On the other hand, in dramas like Six Feet Under, another HBO offering, which rely for the most part on non-violent conflict, the conflict can become monotonous and the characters annoying if the tension is not relieved by humour or by scenes of redemption or reconciliation. This balance was one of the outstanding qualities of first four seasons of The West Wing.

So how does one write an interesting "priest drama"? How does the writer sustain dramatic tension while making the characters complex and thus interesting? First, the life of an urban parish priest, from all that I have read and the little that I have observed, is not dull. There is plenty of drama and plenty of conflict, both external and internal, to make for an interesting dramatic series. Second, every priest is an individual with a unique internal life, a unique way of dealing (or not dealing) with his own problems and the problems of the parish and its parishioners. Priests have relationships with family, with fellow priests, with the hierarchy, as well as with the members of their staff and congregation. These relationships are not always harmonious. A priest struggles with his faith, with celibacy, with loneliness, and with the common sins of pride, lust, and wrath. He faces the ordinary and extraordinary stresses of life - and death. There is much to explore here.

Objective 1 ▸ Report how many lines in the entries contain the string "target", with case counting, and give only the number.
The passage and the entries have no connection to each other.

Given records ▸
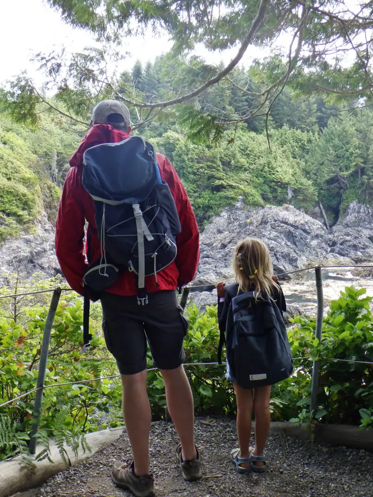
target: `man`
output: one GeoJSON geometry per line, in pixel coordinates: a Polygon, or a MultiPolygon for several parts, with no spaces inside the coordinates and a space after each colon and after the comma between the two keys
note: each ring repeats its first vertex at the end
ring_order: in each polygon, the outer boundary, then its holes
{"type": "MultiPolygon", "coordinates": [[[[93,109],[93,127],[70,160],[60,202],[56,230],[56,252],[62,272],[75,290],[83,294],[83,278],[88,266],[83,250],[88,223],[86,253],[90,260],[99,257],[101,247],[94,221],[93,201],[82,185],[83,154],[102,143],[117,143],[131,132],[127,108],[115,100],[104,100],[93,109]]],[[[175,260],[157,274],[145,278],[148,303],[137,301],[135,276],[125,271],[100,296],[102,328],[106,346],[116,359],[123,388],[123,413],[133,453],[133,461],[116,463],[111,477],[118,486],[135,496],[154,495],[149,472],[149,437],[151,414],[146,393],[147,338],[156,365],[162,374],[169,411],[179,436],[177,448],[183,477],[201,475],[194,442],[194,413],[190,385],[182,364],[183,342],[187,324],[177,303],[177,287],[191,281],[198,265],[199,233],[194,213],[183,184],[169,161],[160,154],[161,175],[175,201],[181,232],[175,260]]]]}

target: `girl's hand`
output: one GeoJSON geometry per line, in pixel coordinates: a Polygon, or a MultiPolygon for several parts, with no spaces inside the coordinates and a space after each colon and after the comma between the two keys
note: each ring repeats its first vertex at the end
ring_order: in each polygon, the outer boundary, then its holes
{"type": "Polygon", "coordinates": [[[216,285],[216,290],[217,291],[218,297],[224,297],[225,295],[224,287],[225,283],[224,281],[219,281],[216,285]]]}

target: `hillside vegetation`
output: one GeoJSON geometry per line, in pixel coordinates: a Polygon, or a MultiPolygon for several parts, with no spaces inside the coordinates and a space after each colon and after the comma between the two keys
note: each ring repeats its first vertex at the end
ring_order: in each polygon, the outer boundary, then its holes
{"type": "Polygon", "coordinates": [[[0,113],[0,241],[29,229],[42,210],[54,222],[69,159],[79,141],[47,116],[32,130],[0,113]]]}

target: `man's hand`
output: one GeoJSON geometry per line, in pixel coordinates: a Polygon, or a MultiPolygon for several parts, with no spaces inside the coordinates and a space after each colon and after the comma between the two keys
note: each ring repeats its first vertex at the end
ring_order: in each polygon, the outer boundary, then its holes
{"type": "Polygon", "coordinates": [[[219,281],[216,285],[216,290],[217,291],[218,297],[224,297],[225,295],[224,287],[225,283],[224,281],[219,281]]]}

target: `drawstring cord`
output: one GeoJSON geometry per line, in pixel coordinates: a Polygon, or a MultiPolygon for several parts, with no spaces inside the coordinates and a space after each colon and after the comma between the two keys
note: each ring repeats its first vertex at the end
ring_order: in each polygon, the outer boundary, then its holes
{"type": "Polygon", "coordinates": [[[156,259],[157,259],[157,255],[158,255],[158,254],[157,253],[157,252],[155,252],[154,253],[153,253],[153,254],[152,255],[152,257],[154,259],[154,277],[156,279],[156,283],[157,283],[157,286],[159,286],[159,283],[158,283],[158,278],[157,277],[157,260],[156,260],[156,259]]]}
* * *
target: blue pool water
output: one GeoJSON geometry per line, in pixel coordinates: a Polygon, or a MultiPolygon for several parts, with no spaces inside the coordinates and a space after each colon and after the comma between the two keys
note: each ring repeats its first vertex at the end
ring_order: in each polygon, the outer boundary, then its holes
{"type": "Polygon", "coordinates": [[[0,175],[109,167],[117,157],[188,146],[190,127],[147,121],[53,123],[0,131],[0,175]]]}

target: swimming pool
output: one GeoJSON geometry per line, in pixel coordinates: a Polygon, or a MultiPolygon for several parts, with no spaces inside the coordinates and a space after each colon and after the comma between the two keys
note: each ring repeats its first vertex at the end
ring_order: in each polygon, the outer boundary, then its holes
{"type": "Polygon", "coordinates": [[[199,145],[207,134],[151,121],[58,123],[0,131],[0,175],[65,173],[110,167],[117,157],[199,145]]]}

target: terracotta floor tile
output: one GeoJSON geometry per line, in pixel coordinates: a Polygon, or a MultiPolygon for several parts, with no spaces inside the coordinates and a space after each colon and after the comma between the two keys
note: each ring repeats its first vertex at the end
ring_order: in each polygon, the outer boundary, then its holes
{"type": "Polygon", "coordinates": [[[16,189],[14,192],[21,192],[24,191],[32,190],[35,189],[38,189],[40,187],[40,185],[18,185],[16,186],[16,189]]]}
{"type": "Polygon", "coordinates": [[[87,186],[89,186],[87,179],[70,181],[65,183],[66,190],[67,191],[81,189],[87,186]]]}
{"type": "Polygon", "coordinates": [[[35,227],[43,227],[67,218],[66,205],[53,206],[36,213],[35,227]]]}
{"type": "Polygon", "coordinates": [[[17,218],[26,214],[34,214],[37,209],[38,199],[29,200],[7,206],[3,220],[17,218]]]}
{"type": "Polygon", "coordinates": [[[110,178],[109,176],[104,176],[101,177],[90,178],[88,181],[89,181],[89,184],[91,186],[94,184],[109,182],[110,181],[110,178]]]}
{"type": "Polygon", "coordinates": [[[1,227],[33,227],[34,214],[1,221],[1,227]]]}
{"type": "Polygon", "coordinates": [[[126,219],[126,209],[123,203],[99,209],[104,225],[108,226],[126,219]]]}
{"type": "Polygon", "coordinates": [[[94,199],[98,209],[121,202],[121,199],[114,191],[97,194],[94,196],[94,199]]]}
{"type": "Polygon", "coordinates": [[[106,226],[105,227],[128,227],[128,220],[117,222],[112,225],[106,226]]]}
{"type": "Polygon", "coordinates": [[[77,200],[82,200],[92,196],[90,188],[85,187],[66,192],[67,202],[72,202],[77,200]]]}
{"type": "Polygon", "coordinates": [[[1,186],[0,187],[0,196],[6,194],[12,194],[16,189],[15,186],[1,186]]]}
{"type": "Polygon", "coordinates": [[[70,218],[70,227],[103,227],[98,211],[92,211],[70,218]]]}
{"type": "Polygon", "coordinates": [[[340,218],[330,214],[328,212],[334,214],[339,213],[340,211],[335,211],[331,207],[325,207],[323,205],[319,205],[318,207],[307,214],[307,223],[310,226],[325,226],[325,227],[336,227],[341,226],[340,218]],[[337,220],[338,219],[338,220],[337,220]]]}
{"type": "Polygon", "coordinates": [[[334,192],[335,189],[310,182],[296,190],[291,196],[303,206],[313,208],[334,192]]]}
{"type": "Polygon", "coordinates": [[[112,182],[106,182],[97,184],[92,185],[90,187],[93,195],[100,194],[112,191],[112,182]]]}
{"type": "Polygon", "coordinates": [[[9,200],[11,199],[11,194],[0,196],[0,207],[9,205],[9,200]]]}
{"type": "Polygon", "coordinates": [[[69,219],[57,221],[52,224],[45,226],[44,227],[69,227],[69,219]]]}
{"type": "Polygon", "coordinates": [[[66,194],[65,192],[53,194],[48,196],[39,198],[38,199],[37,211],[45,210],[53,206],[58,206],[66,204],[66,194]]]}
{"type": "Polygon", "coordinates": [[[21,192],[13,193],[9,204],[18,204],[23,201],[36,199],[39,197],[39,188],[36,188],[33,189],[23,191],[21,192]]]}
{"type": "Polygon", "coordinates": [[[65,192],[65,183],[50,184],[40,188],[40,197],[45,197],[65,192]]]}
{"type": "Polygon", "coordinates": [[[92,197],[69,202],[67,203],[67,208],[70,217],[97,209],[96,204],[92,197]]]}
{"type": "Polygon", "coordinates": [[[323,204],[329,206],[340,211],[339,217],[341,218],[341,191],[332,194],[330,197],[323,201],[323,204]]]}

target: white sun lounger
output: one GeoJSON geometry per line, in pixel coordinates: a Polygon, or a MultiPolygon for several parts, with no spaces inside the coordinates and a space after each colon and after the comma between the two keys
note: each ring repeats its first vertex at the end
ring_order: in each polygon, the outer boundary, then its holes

Objective 2 ▸ Resume the passage on writing a priest drama, carrying it on from its last sentence.

Task response 1 ▸ 9

Task response 2 ▸
A parish is a community that is made up of all kinds of people with all kinds of backgrounds, personalities, motives, degrees of faith, and levels of participation in that parish community. The public and private relationships of these people with their priest(s) and with others in the parish can generate an infinite number of stories of conflict, brokenness, anger, redemption, tenderness, love. Some of these stories can be funny. The episodes can also include violence, sex, and of course death, but what will make the series compelling will be the very humanity of the characters in all their human weakness, their search for God and for the truth, their unfulfilled needs, and their growth in love.

The challenge is how to write this well. I do not feel that I have as yet met this challenge.

All thoughtful suggestions are welcome.